Der K(r)ampf ums Wasser, Teil 1: Umweltbelastung durch Discounter-Einweg

Meiner langen Liste der Discounter-Sünden und -Nachteile möchte/muss ich heute einen weiteren Punkt hinzufügen, der mir selbst bislang auch noch gar nicht so bewusst war – aber tatsächlich fördert gerade der „Erfolg“ der Discounterketten die Entwicklung hin zu Einwegflaschen, insbesondere beim Wasser. Und da Einweg ökologisch ein ziemlicher Schmarrn im Vergleich zum Mehrwegsystem ist, helfen die Billigheimer also auch hier tatkräftig mit, durch ihr Geschäftsmodell den Lebensraum der Menschen weiter zu zerstören. Genau darum ging es in der letzten NDR-markt-Sendung – „Einweg-Pfand: Schlechtes Geschäft für die Umwelt” zeigt gut auf, welche Aspekte (auch politische) hier alles mit hineinspielen:

(…) Das sei eine Katastrophe, meint die Deutsche Umwelthilfe. Sie hält die Tatsache, dass sich Mehrweg gerade im Wasserbereich im freien Fall befände, für ein ökologisches Desaster. Das Problem: Mineralwasser in Einwegflaschen ist bei Kunden beliebt. Denn zum einen sind die Flaschen aus dünnem Plastik deutlich leichter als die aus Glas und zum anderen wird gerade Wasser in Einwegflaschen seit der Einführung der Pfandpflicht besonders billig feilgeboten. Im Mineralwasser-Segment fechten die großen Discounter besonders hart ihren Preiskampf aus. Bei Lidl, Aldi, Norma, Netto und Penny etwa kostet der Liter Wasser in der Flasche nur noch 13 Cent und damit knapp die Hälfte des Pfandbetrags für die Flasche (zur Erinnerung: 25 Cent). Clemens Stroetmann von der Stiftung Initiative Mehrweg und ehemaliger Staatssekretär im Bundesumweltministerium sieht darin reine Lockangebote und vermutet, dass diese Preise sogar unter den Herstellungskosten liegen. (…)

Gas in Flaschen – Betrug am Verbraucher
Aber auch die Hersteller teurer Markenwasser setzen auf Einwegflaschen. Die Abfüller wenden sogar Tricks an, um ihre Einwegflaschen als Mehrwegverpackung zu tarnen. Beispielsweise pumpen sie Gas in die Flaschen, damit diese bis zum Öffnen fest wie die Mehrwegflaschen aus dickerem Plastik sind. Einige versehen ihre Flaschen bewusst nicht mit dem Einweglogo, geschweige denn dem Wort “Einwegflasche”. “So verschweigt man, dass es Einweg ist”, erklärt Clemens Stroetmann. Seine Einschätzung: “Im Grunde genommen ist das kriminelle Energie und Betrug am Verbraucher”.

Für die Discounter zählt anscheinend nur das Geschäft, nicht der Umweltschutz. Die Genossenschaft Deutscher Brunnen schätzt: Die großen Discountmärkte erwirtschaften mit Einwegflaschen Mehrerlöse von bis zu 400 Millionen Euro im Jahr. Möglich ist das unter anderem durch “Pfandschlupf” (nicht oder anderswo zurückgebrachte Flaschen) sowie durch den günstigeren Anschaffungspreis für Einwegflaschen. Außerdem ersparen sie sich ein aufwändiges Mehrweg-Kreislaufsystem mit entsprechender Transportlogistik und Reinigungsanlagen.

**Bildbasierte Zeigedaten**
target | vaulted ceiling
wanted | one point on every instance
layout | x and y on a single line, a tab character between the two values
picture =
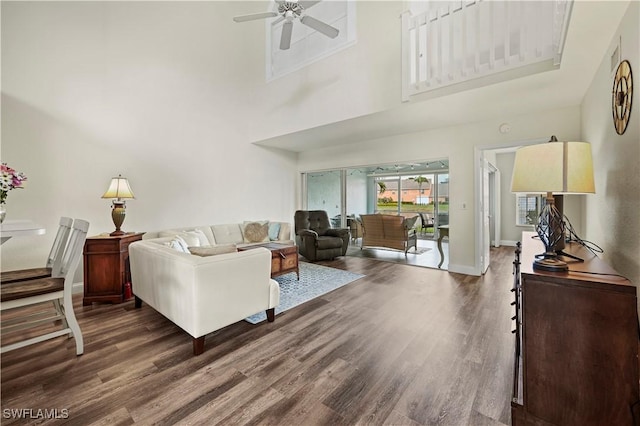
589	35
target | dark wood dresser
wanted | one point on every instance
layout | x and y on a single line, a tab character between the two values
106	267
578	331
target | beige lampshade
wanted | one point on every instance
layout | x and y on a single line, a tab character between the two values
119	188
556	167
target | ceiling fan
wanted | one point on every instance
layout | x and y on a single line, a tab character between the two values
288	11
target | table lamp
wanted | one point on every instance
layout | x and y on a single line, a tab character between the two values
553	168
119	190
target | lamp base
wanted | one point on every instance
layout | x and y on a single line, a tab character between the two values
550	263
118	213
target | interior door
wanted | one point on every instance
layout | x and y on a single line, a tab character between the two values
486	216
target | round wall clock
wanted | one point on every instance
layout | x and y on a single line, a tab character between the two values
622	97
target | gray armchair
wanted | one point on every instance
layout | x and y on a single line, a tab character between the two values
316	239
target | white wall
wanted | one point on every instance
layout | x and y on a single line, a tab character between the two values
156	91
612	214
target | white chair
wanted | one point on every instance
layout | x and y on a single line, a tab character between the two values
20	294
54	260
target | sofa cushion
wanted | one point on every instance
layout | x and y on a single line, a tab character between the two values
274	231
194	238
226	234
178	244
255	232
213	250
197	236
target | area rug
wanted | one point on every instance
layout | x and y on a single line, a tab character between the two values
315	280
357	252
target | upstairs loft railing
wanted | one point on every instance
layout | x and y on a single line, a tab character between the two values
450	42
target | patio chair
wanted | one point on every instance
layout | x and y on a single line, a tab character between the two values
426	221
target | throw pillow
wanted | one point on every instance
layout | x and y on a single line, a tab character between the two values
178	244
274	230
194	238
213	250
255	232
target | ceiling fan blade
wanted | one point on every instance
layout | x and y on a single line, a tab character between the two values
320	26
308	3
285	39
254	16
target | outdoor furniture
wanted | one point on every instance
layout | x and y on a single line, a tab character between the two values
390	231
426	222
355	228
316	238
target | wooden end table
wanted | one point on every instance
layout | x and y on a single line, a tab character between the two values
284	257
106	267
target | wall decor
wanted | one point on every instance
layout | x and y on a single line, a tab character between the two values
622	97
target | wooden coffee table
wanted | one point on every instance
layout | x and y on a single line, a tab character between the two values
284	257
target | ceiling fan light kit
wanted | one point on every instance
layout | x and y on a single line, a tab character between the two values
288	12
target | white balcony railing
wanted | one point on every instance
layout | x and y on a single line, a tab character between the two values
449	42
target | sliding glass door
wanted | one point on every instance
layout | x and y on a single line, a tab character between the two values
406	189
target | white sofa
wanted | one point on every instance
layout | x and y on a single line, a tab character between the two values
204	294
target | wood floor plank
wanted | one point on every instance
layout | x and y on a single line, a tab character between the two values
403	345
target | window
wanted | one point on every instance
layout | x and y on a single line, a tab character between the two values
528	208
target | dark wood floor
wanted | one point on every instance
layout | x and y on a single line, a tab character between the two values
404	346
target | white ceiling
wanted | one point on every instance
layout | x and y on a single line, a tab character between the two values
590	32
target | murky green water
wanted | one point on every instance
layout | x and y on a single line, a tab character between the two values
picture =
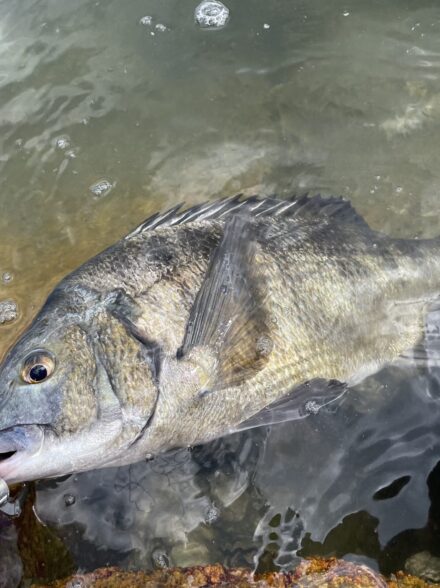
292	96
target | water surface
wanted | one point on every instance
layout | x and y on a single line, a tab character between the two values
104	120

**Zu erledigen**
1. Wie viel kostet laut dem Auszug der Liter Wasser in der Flasche bei Lidl, Aldi, Norma, Netto und Penny?
2. Prüfen Sie, ob die folgenden Aussagen mit dem Auszug übereinstimmen: (a) Das Pfand für eine Einwegflasche beträgt 25 Cent. (b) Die großen Discountmärkte erzielen mit Einwegflaschen laut einer Schätzung Mehrerlöse von bis zu 400 Millionen Euro im Jahr. (c) Flaschen aus dünnem Plastik sind schwerer als solche aus Glas.
3. Schreiben Sie aus dem Auszug den Abschnitt zwischen „Für die Discounter“ und „Transportlogistik und Reinigungsanlagen.“ ab, beide Stellen eingeschlossen.

**Antworten je Aufgabe**
1. Nur noch 13 Cent.

2.
(a) Ja: „zur Erinnerung: 25 Cent“
(b) Ja: „Die großen Discountmärkte erwirtschaften mit Einwegflaschen Mehrerlöse von bis zu 400 Millionen Euro im Jahr.“
(c) Nein: „die Flaschen aus dünnem Plastik deutlich leichter als die aus Glas“

3.
Für die Discounter zählt anscheinend nur das Geschäft, nicht der Umweltschutz. Die Genossenschaft Deutscher Brunnen schätzt: Die großen Discountmärkte erwirtschaften mit Einwegflaschen Mehrerlöse von bis zu 400 Millionen Euro im Jahr. Möglich ist das unter anderem durch “Pfandschlupf” (nicht oder anderswo zurückgebrachte Flaschen) sowie durch den günstigeren Anschaffungspreis für Einwegflaschen. Außerdem ersparen sie sich ein aufwändiges Mehrweg-Kreislaufsystem mit entsprechender Transportlogistik und Reinigungsanlagen.